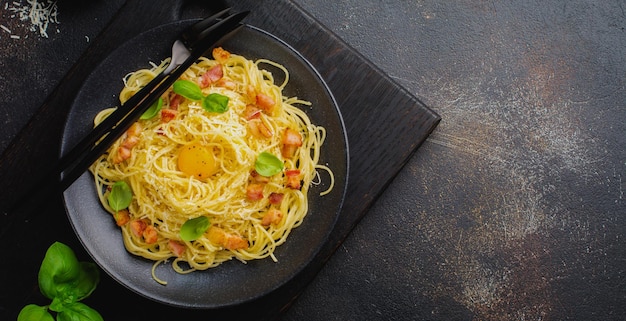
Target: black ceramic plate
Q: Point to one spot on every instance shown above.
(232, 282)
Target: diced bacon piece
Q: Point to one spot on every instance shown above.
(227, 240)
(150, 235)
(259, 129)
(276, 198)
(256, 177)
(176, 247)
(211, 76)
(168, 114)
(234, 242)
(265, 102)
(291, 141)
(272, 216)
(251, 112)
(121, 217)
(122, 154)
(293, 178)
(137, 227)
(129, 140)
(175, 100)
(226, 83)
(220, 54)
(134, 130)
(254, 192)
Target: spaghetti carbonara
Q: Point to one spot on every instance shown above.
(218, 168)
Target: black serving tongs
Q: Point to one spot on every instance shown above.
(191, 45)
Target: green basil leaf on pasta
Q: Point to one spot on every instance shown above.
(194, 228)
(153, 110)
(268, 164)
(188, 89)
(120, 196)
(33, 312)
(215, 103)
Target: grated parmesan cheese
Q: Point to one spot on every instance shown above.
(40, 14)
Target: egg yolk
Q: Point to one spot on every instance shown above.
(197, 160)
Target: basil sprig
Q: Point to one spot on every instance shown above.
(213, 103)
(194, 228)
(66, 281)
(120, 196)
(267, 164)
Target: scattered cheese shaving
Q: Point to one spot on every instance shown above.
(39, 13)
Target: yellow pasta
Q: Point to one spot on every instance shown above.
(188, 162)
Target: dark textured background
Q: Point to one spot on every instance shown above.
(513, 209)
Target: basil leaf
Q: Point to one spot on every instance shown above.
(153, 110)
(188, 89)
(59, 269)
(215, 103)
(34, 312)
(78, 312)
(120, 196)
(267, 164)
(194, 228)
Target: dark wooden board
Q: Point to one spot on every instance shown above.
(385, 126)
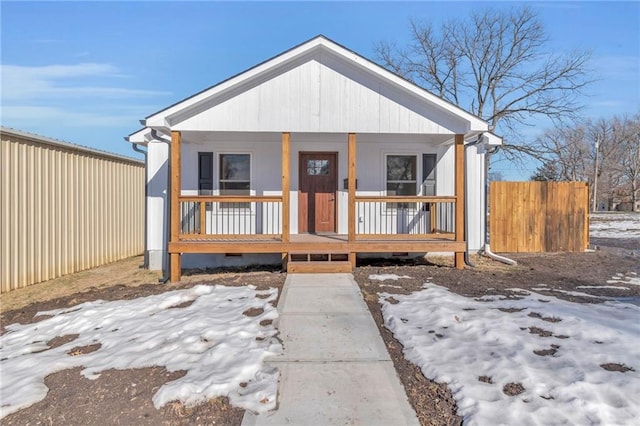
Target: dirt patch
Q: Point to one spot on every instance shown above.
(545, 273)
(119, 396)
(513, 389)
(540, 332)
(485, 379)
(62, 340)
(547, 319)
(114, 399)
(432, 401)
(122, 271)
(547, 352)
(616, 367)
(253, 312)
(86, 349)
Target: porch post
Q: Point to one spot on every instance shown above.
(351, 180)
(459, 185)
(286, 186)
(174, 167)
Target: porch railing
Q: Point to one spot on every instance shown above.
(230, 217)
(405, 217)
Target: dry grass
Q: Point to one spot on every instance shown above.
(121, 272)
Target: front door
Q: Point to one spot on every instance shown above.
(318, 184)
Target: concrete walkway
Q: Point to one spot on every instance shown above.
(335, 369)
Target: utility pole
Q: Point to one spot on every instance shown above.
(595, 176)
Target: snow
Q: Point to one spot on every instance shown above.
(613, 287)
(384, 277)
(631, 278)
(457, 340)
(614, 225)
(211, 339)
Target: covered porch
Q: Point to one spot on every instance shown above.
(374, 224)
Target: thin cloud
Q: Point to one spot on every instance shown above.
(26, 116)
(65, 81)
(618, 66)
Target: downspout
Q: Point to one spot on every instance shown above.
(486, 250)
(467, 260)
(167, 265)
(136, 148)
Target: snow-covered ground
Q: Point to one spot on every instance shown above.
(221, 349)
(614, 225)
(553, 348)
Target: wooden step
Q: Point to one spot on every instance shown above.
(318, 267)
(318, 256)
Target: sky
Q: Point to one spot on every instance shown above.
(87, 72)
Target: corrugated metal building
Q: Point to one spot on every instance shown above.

__The request__. Pictures in the records should not appear in your copy, but everything else must be transcribed exactly.

__Exercise response__.
Target: black ceramic plate
Q: Point to one spot on every instance shown above.
(232, 282)
Target: diced bacon piece
Q: Point to one spot on every instance shown above.
(227, 240)
(150, 235)
(259, 129)
(276, 198)
(256, 177)
(176, 247)
(211, 76)
(168, 114)
(234, 242)
(265, 102)
(291, 141)
(272, 216)
(251, 112)
(121, 217)
(122, 154)
(293, 178)
(137, 227)
(129, 140)
(175, 100)
(226, 83)
(220, 54)
(134, 130)
(254, 192)
Target: spaghetti carbonara
Q: Point to one spot on every instance shown above.
(218, 168)
Target: black serving tongs
Q: Point to one spot on every instance shown above.
(191, 45)
Target: green basil leaf on pasta
Q: Point to one spot on every instance shown above.
(194, 228)
(153, 110)
(268, 164)
(188, 89)
(120, 196)
(33, 312)
(215, 103)
Target: grated parmesan cheese
Q: Point to one spot on every instance shown above.
(40, 14)
Target: egg yolk
Q: Point to one spot on every instance shown above.
(197, 160)
Target: basil sprig
Q: Point to one spot on every instance shown above.
(213, 103)
(194, 228)
(66, 281)
(120, 196)
(267, 164)
Target: scattered cheese shaving
Q: Point to one spot on every instance shown above.
(39, 13)
Target: yellow pasta
Q: Point to one spot on every instance shown above.
(188, 162)
Target: dark textured background
Q: Point to one spot on every instance shown above.
(513, 209)
Target: basil leaf
Q: Point to one spot on every instance shown above.
(153, 110)
(188, 89)
(59, 269)
(215, 103)
(34, 312)
(78, 312)
(120, 196)
(267, 164)
(194, 228)
Target: dark wooden board
Q: Point to one spot on every instance shown above.
(385, 126)
Target: dirt patch
Q: Point to one spot on every instance shown above.
(545, 273)
(119, 396)
(513, 389)
(540, 332)
(485, 379)
(62, 340)
(547, 319)
(114, 399)
(432, 401)
(122, 271)
(547, 352)
(616, 367)
(253, 312)
(86, 349)
Target: porch post
Q: Point to one spot on every instance shown above.
(351, 180)
(459, 185)
(286, 186)
(174, 167)
Target: porch railing
Q: Point to one spot on every instance shown above.
(230, 217)
(405, 217)
Target: dry grass
Q: Point to one spot on every instance shown above.
(121, 272)
Target: front door
Q: Point to one spot on every instance shown above.
(318, 184)
Target: concrete walkway
Q: Point to one spot on every instance shown above.
(335, 369)
Target: utility pole
Q: Point to one spot on every instance shown above.
(595, 176)
Target: snow
Q: Point to one spot on every instance shown above.
(613, 287)
(384, 277)
(631, 278)
(457, 340)
(614, 225)
(211, 339)
Target: covered porch
Q: Point to one spot on every instance shown above.
(374, 224)
Target: thin cloud
Q: Point to one spot on every instance shown above.
(26, 116)
(65, 81)
(618, 66)
Target: downspout
Q: Point to one spot on every instance shown above.
(486, 250)
(467, 260)
(167, 265)
(136, 148)
Target: snow-covered ground
Q: Point to one spot on every instance shown above.
(221, 349)
(614, 225)
(553, 348)
Target: wooden step
Q: Point to one spot on every instance shown above.
(318, 267)
(318, 256)
Target: sky
Q: Point to one spot on every instance shown above.
(87, 72)
Target: corrugated metal building
Q: Point to one spot on every instance shown above.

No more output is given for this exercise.